Can you give back every line of the data below verbatim, omitting the pictures?

##########

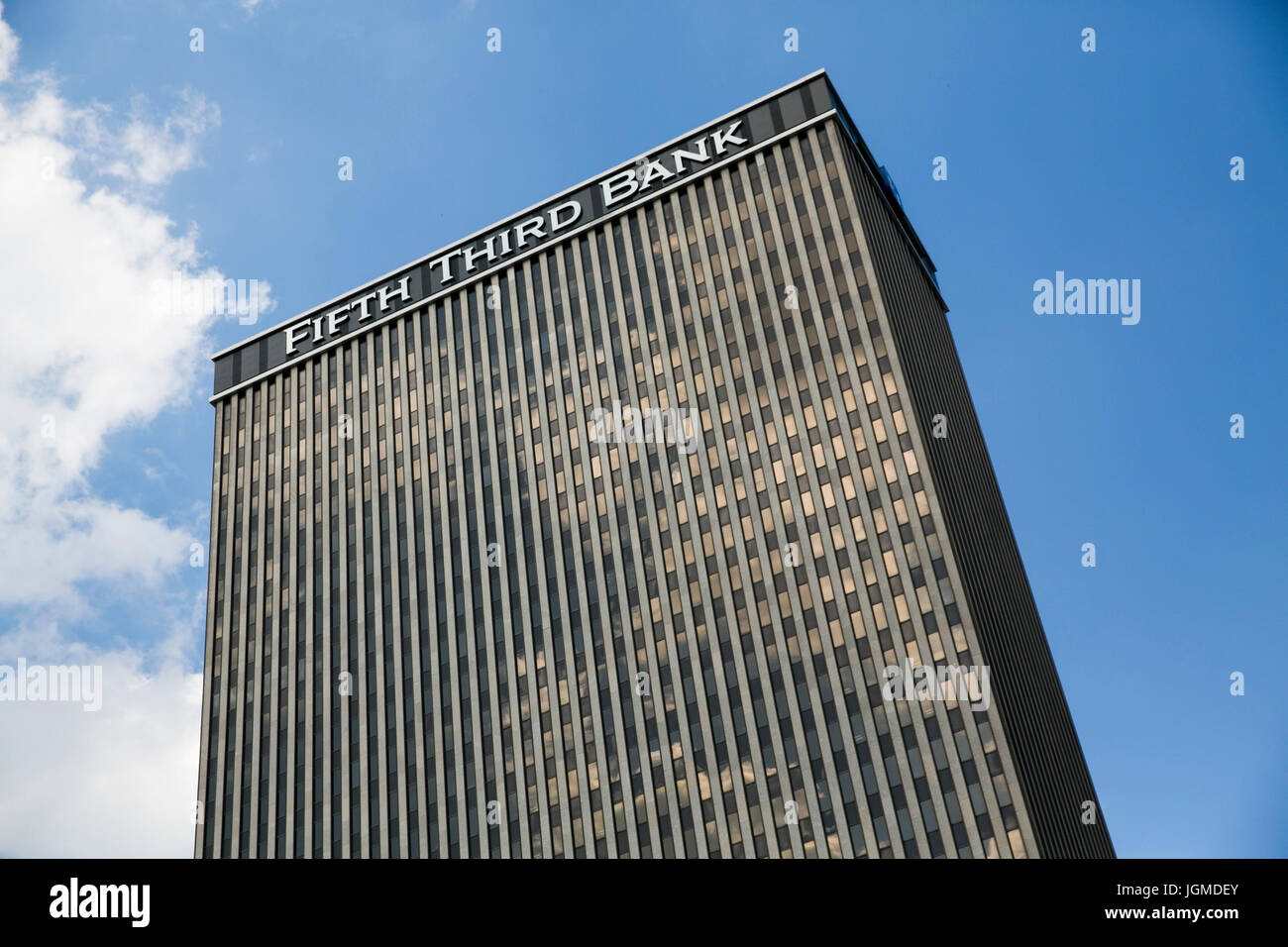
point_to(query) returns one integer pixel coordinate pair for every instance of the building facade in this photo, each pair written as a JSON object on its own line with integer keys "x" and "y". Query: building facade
{"x": 599, "y": 532}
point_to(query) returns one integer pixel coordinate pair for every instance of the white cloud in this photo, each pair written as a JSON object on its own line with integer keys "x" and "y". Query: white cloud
{"x": 119, "y": 781}
{"x": 8, "y": 48}
{"x": 155, "y": 153}
{"x": 85, "y": 354}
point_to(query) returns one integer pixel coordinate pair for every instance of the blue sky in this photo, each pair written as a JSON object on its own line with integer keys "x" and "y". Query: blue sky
{"x": 1112, "y": 163}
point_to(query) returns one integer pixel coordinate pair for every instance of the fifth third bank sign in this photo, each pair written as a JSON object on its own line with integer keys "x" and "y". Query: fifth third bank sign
{"x": 653, "y": 521}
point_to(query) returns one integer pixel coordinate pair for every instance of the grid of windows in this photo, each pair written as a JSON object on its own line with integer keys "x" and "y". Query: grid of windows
{"x": 463, "y": 628}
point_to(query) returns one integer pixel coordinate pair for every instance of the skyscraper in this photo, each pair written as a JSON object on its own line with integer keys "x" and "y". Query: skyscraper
{"x": 652, "y": 521}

##########

**Answer for the task**
point_to(query) returns one integer pixel coordinate pair for every instance of the building facade in this photo, each pair written as a JSON object on its own line with integer keys "x" and "y". Query: building facade
{"x": 599, "y": 532}
point_to(query) returns one integer pixel coordinate pair for every instance of the white cloud in this photo, each pair written as a JSON object on its own line with integer keys "x" and "y". Query: white cloud
{"x": 119, "y": 781}
{"x": 8, "y": 48}
{"x": 155, "y": 153}
{"x": 85, "y": 354}
point_to(query) returns one integer pixel coordinate pair for every instance of the blue sky in this photo, each pair written as a JSON object on its own line with integer keys "x" and "y". Query: blue sky
{"x": 1112, "y": 163}
point_to(query) returns one integer pixel coordinate pair for every instance of the fifth third bank sign in this photo, each pair written as a JSON object on its own line with integer keys "x" and "y". Query: fifth third bank sign
{"x": 653, "y": 521}
point_to(query) returns one integer pixel coordinate pair for every instance of the grid of windows in this photo, each pair written as a JSON object on its own line with integer keys "x" and "y". Query: grid of windows
{"x": 463, "y": 628}
point_to(query) returns one integer pixel coordinate pair for every instance of the skyscraper in this photo, each pair written as a JSON object on its own line with integer keys "x" and "y". Query: skyscraper
{"x": 652, "y": 521}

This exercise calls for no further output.